Data entries
• • • •

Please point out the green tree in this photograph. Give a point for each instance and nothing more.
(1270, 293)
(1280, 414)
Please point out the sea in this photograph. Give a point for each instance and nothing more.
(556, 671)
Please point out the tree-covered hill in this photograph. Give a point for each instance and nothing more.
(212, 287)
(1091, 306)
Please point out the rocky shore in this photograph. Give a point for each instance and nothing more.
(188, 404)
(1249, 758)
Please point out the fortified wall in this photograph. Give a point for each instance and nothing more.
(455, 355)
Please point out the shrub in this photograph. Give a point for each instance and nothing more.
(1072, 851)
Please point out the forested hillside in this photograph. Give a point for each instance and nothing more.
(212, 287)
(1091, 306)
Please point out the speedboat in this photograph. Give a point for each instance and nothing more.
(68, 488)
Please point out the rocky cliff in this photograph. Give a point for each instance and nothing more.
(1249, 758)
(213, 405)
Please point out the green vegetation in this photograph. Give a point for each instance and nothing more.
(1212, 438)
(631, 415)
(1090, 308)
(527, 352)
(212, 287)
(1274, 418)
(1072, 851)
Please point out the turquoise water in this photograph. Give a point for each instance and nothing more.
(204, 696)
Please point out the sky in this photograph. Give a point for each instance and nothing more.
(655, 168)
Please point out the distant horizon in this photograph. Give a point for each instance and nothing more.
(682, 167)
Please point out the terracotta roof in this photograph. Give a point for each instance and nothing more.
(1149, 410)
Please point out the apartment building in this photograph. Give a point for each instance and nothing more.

• • • •

Written request:
Copy the lines of the entries verbatim, starting at the line that contains "Please point out the sky" and ending at the last line of the entries.

Full answer:
Please point out the sky in this photograph. Give a point for each instance and nothing more.
(655, 168)
Please point out the distant horizon in this photograph. Give a point for each instance and nothing more.
(682, 167)
Please point out the terracotta roof in this photograph. Give a point for each instance and nothing more.
(1149, 410)
Please point out the apartment building in this photograph. Give a point for each instance and nothing more.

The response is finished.